> Fragment dokumentu
Media a rozwój dziecka

Media a prawidłowy rozwój dziecka

Prasa, telewizja, internet – to wartościowe źródło informacji i rozrywki. Czasami jednak zdarza się, że zastępuje prawdziwe życie albo prawdziwą nianię, a nawet bywa, że prowadzi do uzależnień (tzw. czynnościowych, w odróżnieniu od chemicznych jak narkotyki czy kofeina).

W przypadku dzieci, długie przesiadywanie przed ekranem komputera/telewizora wpływa negatywnie na rozwój mózgu. Układ nerwowy, nie mówiąc o reszcie organizmu, potrzebuje tlenu, stymulacji przez ruch i różnorodne bodźce, aby prawidłowo się rozwijać i funkcjonować.

Internet

Nie przeceniajmy „edukacyjnych” walorów internetu. Dziecko uczy się przede wszystkim przez działanie na obiektach fizycznych, zabawę i rozmowę. Internet, podobnie jak telewizja, pozbawia dzieci i młodzież czasu, który inaczej wykorzystaliby na wysiłek fizyczny i kontakty społeczne. Starsze dzieci używając komunikatorów typu GG, całymi dniami „uczą się” reguł komunikacji nieprzydatnych w zwykłych kontaktach: nagłego urywania rozmowy, odpowiadania na pytanie dopiero wtedy, gdy się ma na to ochotę – albo wcale; pozornego porozumienia krótkimi zdaniami i znaczkami (emotikonami), przy braku komunikacji niewerbalnej (ton głosu, mimika, ogólnie mowa ciała).

Osoby pracujące od dawna w systemie oświaty odnotowują gwałtowny spadek sprawności fizycznej, poziomu językowego oraz umiejętności społecznych dzieci i młodzieży na przestrzeni ostatnich kilkunastu lat. Ilość czasu spędzanego przed ekranem oraz jakość przekazu z mediów mają kluczowe znaczenie dla wyjaśnienia tych zjawisk.

> Zadania do ćwiczenia
• 1. Czego, według tekstu o mediach i rozwoju dziecka, potrzebuje układ nerwowy, aby prawidłowo się rozwijać i funkcjonować?
• 2. Wypisz z tekstu o mediach i rozwoju dziecka wszystko od słów "Prasa, telewizja, internet" aż po słowa "narkotyki czy kofeina).".
• 3. Podejmij tekst o mediach i rozwoju dziecka od miejsca, w którym się kończy, i pisz dalej.

> Wiersze danych
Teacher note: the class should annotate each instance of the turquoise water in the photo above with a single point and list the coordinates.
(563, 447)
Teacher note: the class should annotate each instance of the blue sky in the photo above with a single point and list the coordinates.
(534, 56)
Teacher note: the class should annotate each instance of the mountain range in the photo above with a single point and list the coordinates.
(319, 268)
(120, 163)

==

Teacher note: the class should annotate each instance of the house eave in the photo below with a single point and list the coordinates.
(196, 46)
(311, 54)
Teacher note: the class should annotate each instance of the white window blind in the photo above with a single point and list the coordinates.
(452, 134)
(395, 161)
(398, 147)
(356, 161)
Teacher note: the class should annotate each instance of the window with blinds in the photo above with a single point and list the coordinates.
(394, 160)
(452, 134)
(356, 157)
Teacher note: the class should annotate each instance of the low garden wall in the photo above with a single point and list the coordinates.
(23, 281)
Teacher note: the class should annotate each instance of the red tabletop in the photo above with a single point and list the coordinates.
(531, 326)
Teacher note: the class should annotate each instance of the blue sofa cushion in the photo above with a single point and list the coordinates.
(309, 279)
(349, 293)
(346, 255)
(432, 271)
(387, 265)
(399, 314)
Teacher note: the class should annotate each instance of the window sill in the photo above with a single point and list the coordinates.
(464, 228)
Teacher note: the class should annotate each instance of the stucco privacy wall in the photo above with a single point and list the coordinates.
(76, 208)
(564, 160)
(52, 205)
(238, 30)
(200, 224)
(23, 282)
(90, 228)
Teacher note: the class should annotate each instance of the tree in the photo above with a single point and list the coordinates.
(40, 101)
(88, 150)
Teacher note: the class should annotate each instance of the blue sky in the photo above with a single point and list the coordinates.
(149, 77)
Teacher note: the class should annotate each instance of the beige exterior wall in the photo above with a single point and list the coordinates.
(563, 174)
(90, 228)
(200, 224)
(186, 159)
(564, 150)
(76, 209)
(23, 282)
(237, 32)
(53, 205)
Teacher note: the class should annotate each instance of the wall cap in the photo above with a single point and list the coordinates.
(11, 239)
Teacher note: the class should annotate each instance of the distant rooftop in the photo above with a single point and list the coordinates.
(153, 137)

> Odpowiedzi do zadań
• 1. Tlenu, stymulacji przez ruch i różnorodnych bodźców.

• 2.
Prasa, telewizja, internet – to wartościowe źródło informacji i rozrywki. Czasami jednak zdarza się, że zastępuje prawdziwe życie albo prawdziwą nianię, a nawet bywa, że prowadzi do uzależnień (tzw. czynnościowych, w odróżnieniu od chemicznych jak narkotyki czy kofeina).

• 3.
Osobnym zagadnieniem jest cyberprzemoc – nękanie, pogróżki, podszywanie się pod cudze tożsamości, atakowanie niechcianymi mailami, zamieszczanie kompromitujących filmików lub cyfrowo przerobionych zdjęć. Doświadczanie cyberprzemocy jest jednym z kluczowych motywów samobójstw wśród dzieci i młodzieży. Należy przestrzec dziecko przed umieszczaniem w internecie zdjęć oraz jakichkolwiek danych personalnych, nie czekając aż będzie starsze, gdyż tempo nabywania nowych umiejętności związanych z internetem jest u dzieci niesłychane, a przy tym obsługa stron staje się z miesiąca na miesiąc coraz bardziej „przyjazna”.

Z tegorocznych (2010) badań wynika, że w krajach Europy Zachodniej frazą najczęściej wpisywaną w wyszukiwarki przez dzieci do 7 roku życia (sic!) jest…. „porno”. Zresztą treści pornograficzne, i to ciężkiego kalibru, wciąż jeszcze „wskakują” na ekran wcale nie szukane. Spróbujcie Państwo wpisać w wyszukiwarkę Google „kotek.pl” – stąd już tylko 2 kliknięcia dzielą nas od pornografii. Na niepokojące treści łatwo trafić też wpisując w wyszukiwarkę „dzieci” – tu na dole strony link do filmiku „Nasze Dzieci” (z nadtytułem „Filmy dla dzieci”!!!), pełen wątpliwej jakości humoru i inspiracji, co można zrobić z młodszym bratem.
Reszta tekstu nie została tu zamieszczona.